→ **EXERCISE AIM**: Rewrite the listing below, putting "labeling tool" wherever "tactical-board tool" appears and leaving everything else unchanged.

→ **RECORD SET**:
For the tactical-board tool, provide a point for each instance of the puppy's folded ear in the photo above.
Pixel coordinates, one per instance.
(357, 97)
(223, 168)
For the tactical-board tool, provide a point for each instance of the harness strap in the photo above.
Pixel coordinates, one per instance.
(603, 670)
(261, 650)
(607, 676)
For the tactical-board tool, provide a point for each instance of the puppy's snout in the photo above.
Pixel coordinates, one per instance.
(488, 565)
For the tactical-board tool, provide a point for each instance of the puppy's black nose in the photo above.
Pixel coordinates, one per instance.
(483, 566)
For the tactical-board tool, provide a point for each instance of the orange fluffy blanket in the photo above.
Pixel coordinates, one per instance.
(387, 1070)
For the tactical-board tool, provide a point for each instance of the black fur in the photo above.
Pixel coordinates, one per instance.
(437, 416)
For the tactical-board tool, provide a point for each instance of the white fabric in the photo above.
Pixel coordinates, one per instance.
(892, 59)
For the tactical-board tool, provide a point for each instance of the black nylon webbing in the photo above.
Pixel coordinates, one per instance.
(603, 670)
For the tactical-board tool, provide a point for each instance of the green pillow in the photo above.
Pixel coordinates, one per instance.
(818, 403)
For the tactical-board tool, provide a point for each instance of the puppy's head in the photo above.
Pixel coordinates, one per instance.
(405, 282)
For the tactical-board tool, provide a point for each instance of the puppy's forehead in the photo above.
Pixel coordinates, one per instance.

→ **FINAL ANSWER**:
For the labeling tool, provide a point for each instance of the puppy's folded ear in the photo above.
Pixel coordinates, one per instance.
(357, 97)
(223, 168)
For the labeling tool, provide a point for each instance of the harness strap in the photo above.
Pixel coordinates, one per instance.
(603, 670)
(261, 650)
(607, 676)
For the labeling tool, provide a point for each instance of the puppy's snout in the photo above.
Pixel coordinates, one per instance.
(488, 565)
For the labeling tool, provide a point for each instance of the puppy's black nose in the photo above.
Pixel coordinates, one per instance.
(483, 566)
For the labeling tool, provide a point for each instance of the orange fluffy blanket in the photo above.
Pixel coordinates, one per instance.
(387, 1070)
For the labeling tool, provide a point for each instance of the black fur in the photo above.
Pixel coordinates, one per instance.
(437, 416)
For the labeling tool, provide a point for each instance of the white fabric in the photo above.
Pixel coordinates, one per instance.
(892, 59)
For the labeling tool, provide a point for each instance of the black nylon webbing in the photo above.
Pixel coordinates, one per instance.
(603, 670)
For the labeling tool, provide a point for each instance of the green pillow in the photo above.
Pixel coordinates, one per instance.
(818, 403)
For the labeling tool, provide a point for each instance of the puppy's head in the photo above.
Pixel coordinates, one per instance.
(405, 282)
For the labeling tool, provide a point for each instance of the puppy's forehead in the photo above.
Pixel coordinates, one per instance.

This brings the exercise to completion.